=== Problem description ===
Output every entry below word for word, without its pictures.

=== Task input ===
----------------------------------------

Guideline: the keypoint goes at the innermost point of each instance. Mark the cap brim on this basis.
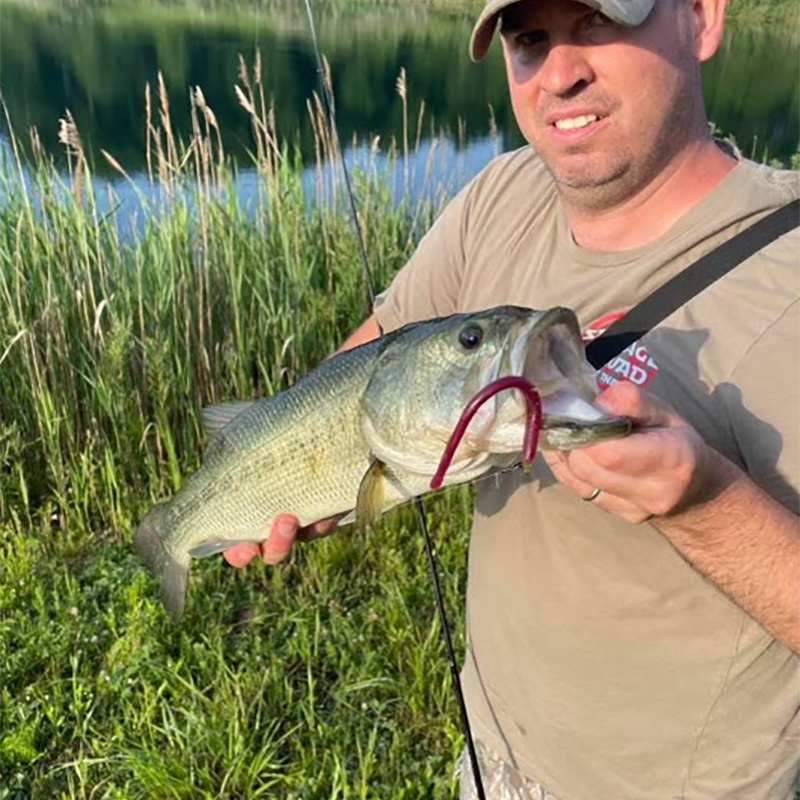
(484, 30)
(626, 12)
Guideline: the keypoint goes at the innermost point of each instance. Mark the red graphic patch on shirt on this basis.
(634, 364)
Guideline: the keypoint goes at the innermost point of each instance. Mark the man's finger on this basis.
(281, 538)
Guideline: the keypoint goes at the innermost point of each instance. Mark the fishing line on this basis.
(327, 100)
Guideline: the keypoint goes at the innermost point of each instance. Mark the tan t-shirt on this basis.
(599, 662)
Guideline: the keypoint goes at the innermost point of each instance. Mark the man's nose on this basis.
(564, 69)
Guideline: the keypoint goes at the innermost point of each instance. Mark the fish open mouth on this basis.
(551, 356)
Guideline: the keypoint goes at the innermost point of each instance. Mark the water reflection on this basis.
(97, 63)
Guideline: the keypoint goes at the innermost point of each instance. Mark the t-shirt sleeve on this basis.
(428, 285)
(762, 400)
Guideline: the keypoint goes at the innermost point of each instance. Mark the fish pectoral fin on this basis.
(215, 418)
(213, 546)
(372, 500)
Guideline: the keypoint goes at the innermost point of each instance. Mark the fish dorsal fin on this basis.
(371, 495)
(215, 418)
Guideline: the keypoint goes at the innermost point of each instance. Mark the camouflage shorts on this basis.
(501, 781)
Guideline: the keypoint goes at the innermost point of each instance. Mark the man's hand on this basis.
(661, 468)
(284, 533)
(714, 515)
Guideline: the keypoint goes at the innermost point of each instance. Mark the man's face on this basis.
(607, 107)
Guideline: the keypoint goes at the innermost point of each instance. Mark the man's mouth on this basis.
(571, 123)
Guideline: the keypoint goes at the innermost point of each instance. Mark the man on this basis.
(633, 607)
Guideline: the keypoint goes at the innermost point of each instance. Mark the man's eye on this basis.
(598, 20)
(528, 40)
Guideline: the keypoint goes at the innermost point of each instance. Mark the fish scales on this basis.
(366, 429)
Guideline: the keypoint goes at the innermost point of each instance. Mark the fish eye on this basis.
(470, 337)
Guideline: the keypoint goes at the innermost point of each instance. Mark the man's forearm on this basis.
(749, 545)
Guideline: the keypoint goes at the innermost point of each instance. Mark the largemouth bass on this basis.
(365, 431)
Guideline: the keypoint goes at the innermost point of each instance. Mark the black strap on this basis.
(689, 282)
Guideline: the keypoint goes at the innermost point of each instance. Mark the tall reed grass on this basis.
(324, 678)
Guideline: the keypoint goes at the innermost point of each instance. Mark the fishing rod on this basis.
(327, 100)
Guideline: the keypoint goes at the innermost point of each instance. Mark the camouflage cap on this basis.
(625, 12)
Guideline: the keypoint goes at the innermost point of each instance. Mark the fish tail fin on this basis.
(173, 571)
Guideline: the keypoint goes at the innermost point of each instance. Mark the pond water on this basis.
(96, 64)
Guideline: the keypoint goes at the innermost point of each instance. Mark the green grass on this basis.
(749, 11)
(323, 678)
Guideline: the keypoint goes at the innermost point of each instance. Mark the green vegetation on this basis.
(324, 678)
(750, 10)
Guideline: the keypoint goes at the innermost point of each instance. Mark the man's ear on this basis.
(709, 25)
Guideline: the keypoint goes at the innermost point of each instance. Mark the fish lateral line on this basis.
(533, 422)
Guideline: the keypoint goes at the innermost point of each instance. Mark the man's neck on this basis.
(648, 214)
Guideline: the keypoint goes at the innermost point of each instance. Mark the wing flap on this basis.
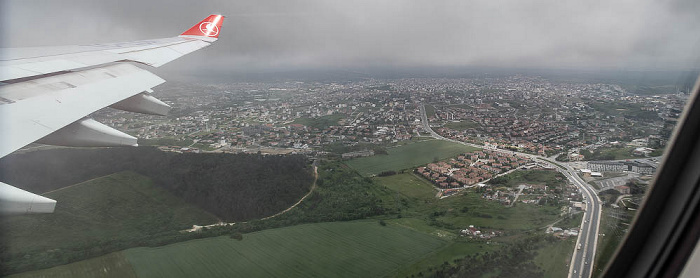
(154, 53)
(43, 106)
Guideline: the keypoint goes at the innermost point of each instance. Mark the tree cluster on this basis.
(234, 187)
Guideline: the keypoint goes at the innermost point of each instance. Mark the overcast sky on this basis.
(288, 34)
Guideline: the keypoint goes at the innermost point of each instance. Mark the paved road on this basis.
(582, 259)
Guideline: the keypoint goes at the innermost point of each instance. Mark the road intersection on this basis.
(582, 260)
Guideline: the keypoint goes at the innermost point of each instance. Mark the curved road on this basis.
(582, 259)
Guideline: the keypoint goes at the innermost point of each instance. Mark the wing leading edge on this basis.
(46, 93)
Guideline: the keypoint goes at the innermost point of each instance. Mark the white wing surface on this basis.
(47, 92)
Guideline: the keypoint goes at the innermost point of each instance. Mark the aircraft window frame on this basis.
(667, 227)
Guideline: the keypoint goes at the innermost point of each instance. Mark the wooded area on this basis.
(234, 187)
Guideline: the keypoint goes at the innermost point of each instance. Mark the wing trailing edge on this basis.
(46, 93)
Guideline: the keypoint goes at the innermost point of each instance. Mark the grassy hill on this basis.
(337, 249)
(408, 156)
(95, 217)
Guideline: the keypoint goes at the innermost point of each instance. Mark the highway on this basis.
(582, 259)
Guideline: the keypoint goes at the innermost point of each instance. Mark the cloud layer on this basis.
(283, 34)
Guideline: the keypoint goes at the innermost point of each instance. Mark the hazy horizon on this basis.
(269, 36)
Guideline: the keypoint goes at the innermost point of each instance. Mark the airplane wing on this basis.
(47, 92)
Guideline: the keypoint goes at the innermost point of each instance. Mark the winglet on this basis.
(209, 27)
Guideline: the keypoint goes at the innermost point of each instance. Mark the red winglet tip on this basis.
(209, 27)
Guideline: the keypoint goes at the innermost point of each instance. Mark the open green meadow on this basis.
(554, 257)
(337, 249)
(94, 217)
(408, 156)
(420, 210)
(110, 265)
(460, 211)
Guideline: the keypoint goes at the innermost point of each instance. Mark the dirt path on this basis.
(313, 187)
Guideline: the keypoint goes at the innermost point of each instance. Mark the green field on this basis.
(458, 212)
(337, 249)
(554, 257)
(110, 265)
(95, 217)
(408, 156)
(549, 178)
(454, 251)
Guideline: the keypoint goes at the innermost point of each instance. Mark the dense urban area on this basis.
(499, 175)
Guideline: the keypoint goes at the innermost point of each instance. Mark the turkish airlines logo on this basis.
(209, 29)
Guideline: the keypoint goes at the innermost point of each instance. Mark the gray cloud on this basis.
(283, 34)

----------------------------------------

=== Reply ===
Guideline: the keypoint goes at the innermost point of each instance. Mark the cap brim on this basis.
(484, 30)
(626, 12)
Guideline: the keypoint goes at the innermost point of each instance. Mark the red graphic patch on shirt on this basis.
(634, 364)
Guideline: the keypoint goes at the innermost point of each instance. Mark the man's finger on this basis.
(281, 538)
Guideline: the keypoint goes at the innermost point of each instance. Mark the fishing line on this basis.
(327, 100)
Guideline: the keypoint goes at the innermost point of each instance. Mark the tan t-shirt on this basis.
(599, 662)
Guideline: the keypoint goes at the innermost point of each instance. Mark the man's nose on this basis.
(564, 69)
Guideline: the keypoint goes at the innermost point of each instance. Mark the fish open mouth on this basis.
(551, 356)
Guideline: the keypoint goes at the innermost point of each instance. Mark the water reflection on this basis.
(97, 63)
Guideline: the keypoint goes at the innermost point of each instance. Mark the t-shirt sleeve on this basis.
(428, 285)
(762, 400)
Guideline: the keypoint goes at the innermost point of each instance. Mark the fish pectoral fin on this basis.
(215, 418)
(213, 546)
(372, 500)
Guideline: the keypoint goes at the innermost point of each instance. Mark the fish dorsal fin on this basis.
(371, 495)
(215, 418)
Guideline: the keypoint goes at the innermost point of each instance. Mark the camouflage shorts on this basis.
(501, 781)
Guideline: the keypoint goes at the innermost point of each instance. Mark the man's hand on this basis.
(661, 468)
(284, 533)
(714, 515)
Guideline: the keypoint goes at the innermost point of each instance. Mark the man's face on this basis.
(607, 107)
Guideline: the keypoint goes at the innermost point of each instance. Mark the man's mouth on this basis.
(571, 123)
Guideline: the keypoint goes at the innermost point of each instance. Mark the man on this basis.
(633, 607)
Guideline: the keypoint goes at the innermost point of each instance. Mark the man's eye on this basis.
(598, 20)
(528, 40)
Guideline: the keypoint goes at the innermost point of each instance. Mark the fish scales on this basis.
(366, 429)
Guideline: the keypoint goes at the innermost point of each instance. Mark the fish eye on this basis.
(470, 337)
Guideline: the keypoint goes at the innermost point of each instance. Mark the man's forearm on this basis.
(749, 545)
Guideline: the keypoint goes at the innermost point of each instance. Mark the largemouth bass on this basis.
(365, 431)
Guideline: the keypoint goes at the innermost point of each instance. Mark the black strap on this basis.
(689, 282)
Guideline: the keypoint goes at the innermost point of each instance. Mark the tall reed grass on this basis.
(324, 678)
Guideline: the keypoint goes at the innermost point of each instance. Mark the fishing rod on this basis.
(327, 100)
Guideline: the keypoint goes at the innermost point of each instance. Mark the camouflage cap on this basis.
(625, 12)
Guideline: the keypoint goes at the innermost point of each instance. Mark the fish tail fin on this basis.
(173, 571)
Guideline: the keypoint goes at the innermost point of each instance. Mark the pond water on this basis.
(96, 64)
Guideline: the keypoint goes at the innermost point of each instance. Mark the green grass on this basis.
(749, 11)
(323, 678)
Guideline: the keypoint goes at the innermost point of each instance. Mark the green vegetation on this basis.
(324, 678)
(750, 10)
Guideline: the keypoint goes at the innermost point of each instance. Mark the man's ear on this basis.
(709, 25)
Guideline: the keypoint goes at the innermost point of each instance. Mark the fish lateral line on this basis.
(533, 422)
Guideline: the keypoint goes at the innermost point of each instance. Mark the man's neck on this basis.
(648, 214)
Guideline: the keypoint goes at the innermost point of each instance. Mark the wing flap on this basis.
(154, 53)
(43, 106)
Guideline: the keypoint goes at the innermost point of each instance. Mark the tree cluster on this basis.
(234, 187)
Guideline: the keypoint goes at the innermost point of each instance. Mark the overcast sky on this basis.
(288, 34)
Guideline: the keypoint goes at the innermost point of each instance. Mark the paved road on this basis.
(582, 259)
Guideline: the keypoint goes at the innermost point of each instance. Mark the road intersection on this basis.
(582, 260)
Guideline: the keypoint goes at the innermost point of each instance. Mark the curved road on this basis.
(582, 259)
Guideline: the keypoint goes at the innermost point of each instance. Mark the wing leading edge on this basis.
(46, 93)
Guideline: the keypoint goes at the innermost point of each instance. Mark the white wing surface on this basis.
(47, 92)
Guideline: the keypoint goes at the innermost point of each instance. Mark the aircraft window frame on this basis.
(667, 227)
Guideline: the keypoint goes at the innermost point of each instance. Mark the wooded area on this basis.
(234, 187)
Guideline: the keypoint goes at the innermost point of each instance. Mark the wing trailing edge on this basis.
(46, 93)
Guideline: the keypoint goes at the innermost point of each instance. Mark the grassy hill on this basis.
(337, 249)
(408, 156)
(95, 217)
Guideline: the keypoint goes at the innermost point of each instance. Mark the highway on this basis.
(582, 259)
Guideline: the keypoint goes at the innermost point of each instance. Mark the cloud layer on this basis.
(283, 34)
Guideline: the keypoint goes at the innermost point of each instance. Mark the hazy horizon on this basis.
(269, 36)
Guideline: the keypoint goes at the innermost point of each instance. Mark the airplane wing on this basis.
(47, 92)
Guideline: the keypoint goes at the innermost point of each instance. Mark the winglet on this basis.
(209, 27)
Guideline: the keypoint goes at the innermost point of each instance. Mark the red winglet tip on this basis.
(209, 27)
Guideline: the keypoint goes at the innermost point of each instance. Mark the open green meadow on this basis.
(554, 257)
(337, 249)
(94, 217)
(408, 156)
(420, 210)
(110, 265)
(460, 211)
Guideline: the keypoint goes at the innermost point of each instance. Mark the dirt path on this basis.
(313, 187)
Guideline: the keypoint goes at the innermost point of each instance. Mark the green field on this basis.
(458, 212)
(337, 249)
(554, 257)
(110, 265)
(95, 217)
(408, 156)
(549, 178)
(454, 251)
Guideline: the keypoint goes at the innermost point of each instance. Mark the dense urban area on this basis.
(499, 175)
Guideline: the keypoint goes at the innermost point of each instance. Mark the turkish airlines logo on this basis.
(209, 29)
Guideline: the keypoint goes at the innermost point of each instance. Mark the gray cloud on this basis.
(283, 34)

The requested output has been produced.